» ACTIVITY A
In the passage about young people's fears and God's hope, where were the brightest and best of Jeremiah's people taken to live?
» ACTIVITY B
Continue the passage about young people's fears and God's hope, picking up right after its last sentence.

» SOURCE PASSAGE

--------------------------------

Add to that fear of cyberbullying, fear of exam failure, fear of not getting into the best university or securing that lucrative career, and you have an explosive mix. For some, a fragile, recovering economy holds no promise of sustainable training or employment. And for many more, family breakdown means moving home, losing friends and living with fractured relationships between the people who once committed to love them, and each other, above everything. Is it any wonder that a tsunami of mental and emotional illness is sweeping away the hope of our young people?

Into this seemingly bottomless well of fear, God offers hope. The prophet Jeremiah was given a message for his people at one of the darkest times of their nation’s history. The brightest and best of their people had been rounded up and taken off to live in exile in Babylon. A puppet King had been put in place to rule over them, and before leaving their country, the Babylonian king Nebuchadnezzar had plundered their wealth and ransacked their Temple, symbol of God’s relationship with his people. Things couldn’t really get any worse. But God told Jeremiah to say, ‘For I know the plans I have for you … plans to prosper you and not to harm you, plans to give you hope and a future’ (Jeremiah 29:11 NIV).

--------------------------------

» RECORD EXTRACTS
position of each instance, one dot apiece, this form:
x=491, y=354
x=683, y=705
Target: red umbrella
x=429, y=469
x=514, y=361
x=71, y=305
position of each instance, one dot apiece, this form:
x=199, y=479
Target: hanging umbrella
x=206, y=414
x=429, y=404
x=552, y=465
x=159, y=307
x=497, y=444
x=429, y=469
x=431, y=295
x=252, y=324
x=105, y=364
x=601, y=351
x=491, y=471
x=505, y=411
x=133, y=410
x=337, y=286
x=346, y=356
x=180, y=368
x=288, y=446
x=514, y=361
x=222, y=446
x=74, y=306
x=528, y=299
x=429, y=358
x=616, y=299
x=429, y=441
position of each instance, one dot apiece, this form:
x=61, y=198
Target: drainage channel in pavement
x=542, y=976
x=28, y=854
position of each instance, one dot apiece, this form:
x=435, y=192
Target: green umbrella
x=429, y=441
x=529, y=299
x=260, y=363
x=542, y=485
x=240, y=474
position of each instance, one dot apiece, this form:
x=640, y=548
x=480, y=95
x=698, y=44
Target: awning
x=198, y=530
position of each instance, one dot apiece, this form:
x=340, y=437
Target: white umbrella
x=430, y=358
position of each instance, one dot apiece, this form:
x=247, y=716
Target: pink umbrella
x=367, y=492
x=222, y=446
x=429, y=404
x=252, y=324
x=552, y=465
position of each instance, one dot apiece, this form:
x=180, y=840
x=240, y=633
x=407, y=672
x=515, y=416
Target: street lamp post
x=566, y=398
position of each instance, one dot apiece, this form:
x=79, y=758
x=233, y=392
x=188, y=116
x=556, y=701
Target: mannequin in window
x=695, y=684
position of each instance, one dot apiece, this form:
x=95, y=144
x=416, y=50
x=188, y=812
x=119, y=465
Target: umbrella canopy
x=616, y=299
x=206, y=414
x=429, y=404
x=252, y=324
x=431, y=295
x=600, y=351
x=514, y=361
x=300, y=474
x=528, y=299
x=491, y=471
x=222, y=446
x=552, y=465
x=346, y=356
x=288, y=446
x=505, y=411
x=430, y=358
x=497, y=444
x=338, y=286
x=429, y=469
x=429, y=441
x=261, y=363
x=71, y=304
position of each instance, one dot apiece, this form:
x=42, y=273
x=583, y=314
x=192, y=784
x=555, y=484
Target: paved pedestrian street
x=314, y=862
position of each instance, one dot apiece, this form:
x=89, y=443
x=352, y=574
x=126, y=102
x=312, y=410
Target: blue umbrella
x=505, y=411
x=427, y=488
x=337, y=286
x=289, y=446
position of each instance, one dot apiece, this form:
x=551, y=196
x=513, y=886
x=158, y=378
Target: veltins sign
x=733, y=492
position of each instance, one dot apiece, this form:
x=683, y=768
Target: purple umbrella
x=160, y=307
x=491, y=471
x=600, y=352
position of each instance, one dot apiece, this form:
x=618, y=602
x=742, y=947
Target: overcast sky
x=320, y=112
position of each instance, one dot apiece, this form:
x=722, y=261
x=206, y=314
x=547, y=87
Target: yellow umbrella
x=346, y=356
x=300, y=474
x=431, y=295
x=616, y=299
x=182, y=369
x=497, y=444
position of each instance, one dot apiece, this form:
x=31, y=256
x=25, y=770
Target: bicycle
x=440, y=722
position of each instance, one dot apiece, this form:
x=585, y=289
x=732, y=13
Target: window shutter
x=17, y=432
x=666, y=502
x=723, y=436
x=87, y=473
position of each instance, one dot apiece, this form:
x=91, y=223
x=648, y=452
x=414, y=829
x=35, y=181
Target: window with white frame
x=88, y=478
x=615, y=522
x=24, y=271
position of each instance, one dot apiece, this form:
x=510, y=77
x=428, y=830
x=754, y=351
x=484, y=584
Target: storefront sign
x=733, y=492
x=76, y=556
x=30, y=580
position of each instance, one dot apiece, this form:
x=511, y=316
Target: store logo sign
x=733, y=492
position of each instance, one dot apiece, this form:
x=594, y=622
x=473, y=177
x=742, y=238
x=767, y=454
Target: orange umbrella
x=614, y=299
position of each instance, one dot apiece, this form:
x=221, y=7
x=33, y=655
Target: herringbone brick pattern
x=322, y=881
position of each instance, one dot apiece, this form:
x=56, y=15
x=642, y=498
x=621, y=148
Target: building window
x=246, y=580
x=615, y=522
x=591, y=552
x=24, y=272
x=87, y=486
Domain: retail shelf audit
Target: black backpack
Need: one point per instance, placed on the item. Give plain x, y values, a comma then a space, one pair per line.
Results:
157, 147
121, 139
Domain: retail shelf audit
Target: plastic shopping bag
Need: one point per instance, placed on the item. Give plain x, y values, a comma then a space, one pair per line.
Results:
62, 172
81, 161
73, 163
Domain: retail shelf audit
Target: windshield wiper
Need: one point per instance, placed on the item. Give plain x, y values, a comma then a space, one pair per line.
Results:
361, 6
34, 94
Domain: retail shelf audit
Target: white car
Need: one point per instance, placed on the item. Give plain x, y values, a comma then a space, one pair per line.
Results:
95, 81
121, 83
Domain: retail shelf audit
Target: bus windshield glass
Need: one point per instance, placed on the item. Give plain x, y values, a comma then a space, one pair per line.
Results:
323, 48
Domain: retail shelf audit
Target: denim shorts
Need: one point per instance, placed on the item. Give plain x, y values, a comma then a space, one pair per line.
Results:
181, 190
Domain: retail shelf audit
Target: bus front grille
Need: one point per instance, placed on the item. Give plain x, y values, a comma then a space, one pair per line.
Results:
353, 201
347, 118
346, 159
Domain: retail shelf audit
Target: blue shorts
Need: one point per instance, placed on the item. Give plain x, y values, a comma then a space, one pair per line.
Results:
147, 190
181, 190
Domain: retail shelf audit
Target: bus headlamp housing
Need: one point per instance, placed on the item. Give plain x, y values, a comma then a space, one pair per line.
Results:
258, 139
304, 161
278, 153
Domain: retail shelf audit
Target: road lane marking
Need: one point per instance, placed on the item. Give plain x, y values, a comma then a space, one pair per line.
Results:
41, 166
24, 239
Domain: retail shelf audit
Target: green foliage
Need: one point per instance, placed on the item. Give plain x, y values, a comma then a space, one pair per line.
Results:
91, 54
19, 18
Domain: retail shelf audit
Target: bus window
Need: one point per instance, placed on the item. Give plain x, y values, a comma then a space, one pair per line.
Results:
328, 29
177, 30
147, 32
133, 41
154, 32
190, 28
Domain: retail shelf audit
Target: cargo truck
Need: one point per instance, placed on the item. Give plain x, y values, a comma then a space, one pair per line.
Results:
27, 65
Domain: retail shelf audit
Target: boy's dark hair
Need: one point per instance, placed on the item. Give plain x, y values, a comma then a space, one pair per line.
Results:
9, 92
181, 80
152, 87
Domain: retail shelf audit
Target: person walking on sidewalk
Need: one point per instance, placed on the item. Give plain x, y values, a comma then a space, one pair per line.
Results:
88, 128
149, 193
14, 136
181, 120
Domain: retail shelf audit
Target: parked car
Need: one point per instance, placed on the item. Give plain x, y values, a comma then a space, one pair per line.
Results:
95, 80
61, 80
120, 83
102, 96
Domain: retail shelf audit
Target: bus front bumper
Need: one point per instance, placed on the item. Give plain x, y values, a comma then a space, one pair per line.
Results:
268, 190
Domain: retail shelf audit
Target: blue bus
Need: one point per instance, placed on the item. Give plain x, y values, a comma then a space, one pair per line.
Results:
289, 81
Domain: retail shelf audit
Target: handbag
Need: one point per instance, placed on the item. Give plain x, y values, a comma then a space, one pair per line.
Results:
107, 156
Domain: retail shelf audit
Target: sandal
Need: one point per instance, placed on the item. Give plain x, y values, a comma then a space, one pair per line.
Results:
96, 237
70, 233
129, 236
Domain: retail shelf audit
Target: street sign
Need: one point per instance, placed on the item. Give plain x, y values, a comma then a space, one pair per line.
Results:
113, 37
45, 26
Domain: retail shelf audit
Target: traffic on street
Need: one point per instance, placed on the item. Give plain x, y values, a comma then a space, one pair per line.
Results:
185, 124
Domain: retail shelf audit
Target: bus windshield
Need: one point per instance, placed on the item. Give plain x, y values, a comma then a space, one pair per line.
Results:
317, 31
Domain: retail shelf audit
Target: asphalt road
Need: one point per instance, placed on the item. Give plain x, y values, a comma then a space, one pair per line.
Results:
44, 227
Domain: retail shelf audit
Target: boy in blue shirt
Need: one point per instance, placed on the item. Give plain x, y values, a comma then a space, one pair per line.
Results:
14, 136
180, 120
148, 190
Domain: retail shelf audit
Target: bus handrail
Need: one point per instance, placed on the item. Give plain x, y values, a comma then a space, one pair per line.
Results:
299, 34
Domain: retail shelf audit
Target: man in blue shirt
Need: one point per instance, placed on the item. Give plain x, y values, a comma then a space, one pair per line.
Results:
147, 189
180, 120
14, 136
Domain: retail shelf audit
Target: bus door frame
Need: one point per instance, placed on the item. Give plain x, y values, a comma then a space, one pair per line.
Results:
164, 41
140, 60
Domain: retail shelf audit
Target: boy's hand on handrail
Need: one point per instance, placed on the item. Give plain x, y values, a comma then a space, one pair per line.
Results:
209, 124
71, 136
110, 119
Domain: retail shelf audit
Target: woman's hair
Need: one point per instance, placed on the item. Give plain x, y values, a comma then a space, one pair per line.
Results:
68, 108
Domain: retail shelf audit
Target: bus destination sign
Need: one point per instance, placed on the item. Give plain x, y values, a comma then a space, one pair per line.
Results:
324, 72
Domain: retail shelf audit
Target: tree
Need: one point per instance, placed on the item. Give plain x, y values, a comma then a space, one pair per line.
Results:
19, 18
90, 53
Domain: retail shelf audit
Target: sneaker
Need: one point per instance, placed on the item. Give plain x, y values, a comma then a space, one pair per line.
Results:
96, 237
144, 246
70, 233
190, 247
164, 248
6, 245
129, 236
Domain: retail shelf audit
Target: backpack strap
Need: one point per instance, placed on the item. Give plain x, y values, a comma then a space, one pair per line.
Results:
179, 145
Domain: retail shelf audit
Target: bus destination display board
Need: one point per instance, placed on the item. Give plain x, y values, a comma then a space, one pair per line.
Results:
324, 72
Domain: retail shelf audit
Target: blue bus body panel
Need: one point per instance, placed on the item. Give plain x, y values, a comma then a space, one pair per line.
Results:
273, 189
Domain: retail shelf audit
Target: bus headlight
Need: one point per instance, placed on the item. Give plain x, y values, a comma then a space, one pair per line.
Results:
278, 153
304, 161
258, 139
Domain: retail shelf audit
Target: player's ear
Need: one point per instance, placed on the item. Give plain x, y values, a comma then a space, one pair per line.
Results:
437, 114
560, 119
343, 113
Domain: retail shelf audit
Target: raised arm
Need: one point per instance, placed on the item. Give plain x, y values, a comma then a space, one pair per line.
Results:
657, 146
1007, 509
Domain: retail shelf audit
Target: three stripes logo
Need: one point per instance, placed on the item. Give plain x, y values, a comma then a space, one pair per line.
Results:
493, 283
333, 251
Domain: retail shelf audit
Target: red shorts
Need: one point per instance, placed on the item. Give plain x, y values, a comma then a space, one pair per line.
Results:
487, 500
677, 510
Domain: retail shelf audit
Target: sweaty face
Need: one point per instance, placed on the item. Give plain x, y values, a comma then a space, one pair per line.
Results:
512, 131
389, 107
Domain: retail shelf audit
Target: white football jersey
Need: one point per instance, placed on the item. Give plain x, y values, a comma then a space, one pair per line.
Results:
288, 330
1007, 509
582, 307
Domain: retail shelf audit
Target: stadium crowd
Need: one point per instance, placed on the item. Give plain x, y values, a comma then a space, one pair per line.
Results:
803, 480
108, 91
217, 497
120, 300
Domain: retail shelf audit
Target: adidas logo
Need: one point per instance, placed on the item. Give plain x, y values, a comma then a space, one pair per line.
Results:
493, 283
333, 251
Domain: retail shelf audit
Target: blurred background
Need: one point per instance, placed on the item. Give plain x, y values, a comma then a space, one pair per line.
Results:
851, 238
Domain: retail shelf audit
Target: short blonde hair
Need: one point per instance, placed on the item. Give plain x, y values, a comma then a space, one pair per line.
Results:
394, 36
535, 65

--------------------------------

» ANSWER A
They were taken off to live in exile in Babylon.

» ANSWER B
Through Jeremiah, God offered his people an invitation to worship Him and trust Him as their God. He had plans for them which offered hope not harm, and a future, not fear. And that message is still the same today. Hope is the central message of Christian education and of Christian teachers. Our children and young people don’t need to fear the work of terrorists, or the future state of the economy, or even the outcome of the referendum, because the love of God offers us hope.

Take the words of the Apostle Paul to the Romans into your teaching this week: ‘Now may the God of hope fill you with all joy and peace in believing, that you may abound in hope by the power of the Holy Spirit’ (Romans 15:13 NIV). And may that hope, love and peace flow out into your classrooms so that others can see that you live in hope, not fear.